▶ _WHAT IS NEEDED_
Could you write out every line of the material below again, requests included, with each x and y coordinate in the answers increased by 57? Leave the pictures out.

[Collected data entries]

(begin)

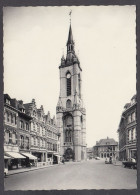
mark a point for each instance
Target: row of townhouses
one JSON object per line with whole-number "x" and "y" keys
{"x": 127, "y": 131}
{"x": 104, "y": 148}
{"x": 30, "y": 136}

(end)

▶ _SOLUTION TO THE PROBLEM_
mark a point for each instance
Target: row of townhouses
one JSON object per line with whole-number "x" and "y" keys
{"x": 184, "y": 188}
{"x": 161, "y": 205}
{"x": 87, "y": 193}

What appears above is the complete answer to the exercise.